_Work item_: Within the records, determine how many lines contain the word "gray". Your reply must consist of that number only.

_Listed entries_:
*****

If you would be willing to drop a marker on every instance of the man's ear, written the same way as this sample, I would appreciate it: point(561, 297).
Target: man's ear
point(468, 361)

*****

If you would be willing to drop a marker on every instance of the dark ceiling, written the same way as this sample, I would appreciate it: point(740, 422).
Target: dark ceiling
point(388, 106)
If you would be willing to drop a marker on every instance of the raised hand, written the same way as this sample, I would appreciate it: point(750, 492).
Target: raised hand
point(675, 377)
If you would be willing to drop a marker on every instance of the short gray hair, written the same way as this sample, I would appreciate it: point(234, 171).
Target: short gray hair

*****

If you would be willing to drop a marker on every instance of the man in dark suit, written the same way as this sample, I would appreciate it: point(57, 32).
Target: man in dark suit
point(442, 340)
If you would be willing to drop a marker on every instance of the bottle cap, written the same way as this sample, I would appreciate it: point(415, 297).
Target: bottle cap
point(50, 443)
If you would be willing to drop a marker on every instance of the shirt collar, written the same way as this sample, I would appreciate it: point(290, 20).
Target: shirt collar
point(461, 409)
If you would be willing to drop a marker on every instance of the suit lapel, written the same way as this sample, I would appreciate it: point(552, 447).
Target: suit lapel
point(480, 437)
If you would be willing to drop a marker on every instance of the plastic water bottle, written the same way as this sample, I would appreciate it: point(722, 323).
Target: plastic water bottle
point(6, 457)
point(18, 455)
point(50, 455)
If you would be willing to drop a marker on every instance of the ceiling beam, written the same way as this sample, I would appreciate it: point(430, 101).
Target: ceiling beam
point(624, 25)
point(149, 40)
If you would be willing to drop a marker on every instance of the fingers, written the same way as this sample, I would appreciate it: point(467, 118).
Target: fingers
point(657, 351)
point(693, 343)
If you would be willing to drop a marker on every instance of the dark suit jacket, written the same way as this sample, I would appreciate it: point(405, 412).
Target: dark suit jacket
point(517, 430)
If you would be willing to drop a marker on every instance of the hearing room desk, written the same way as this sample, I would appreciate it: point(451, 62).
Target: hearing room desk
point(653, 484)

*****

_Exercise solution_: 2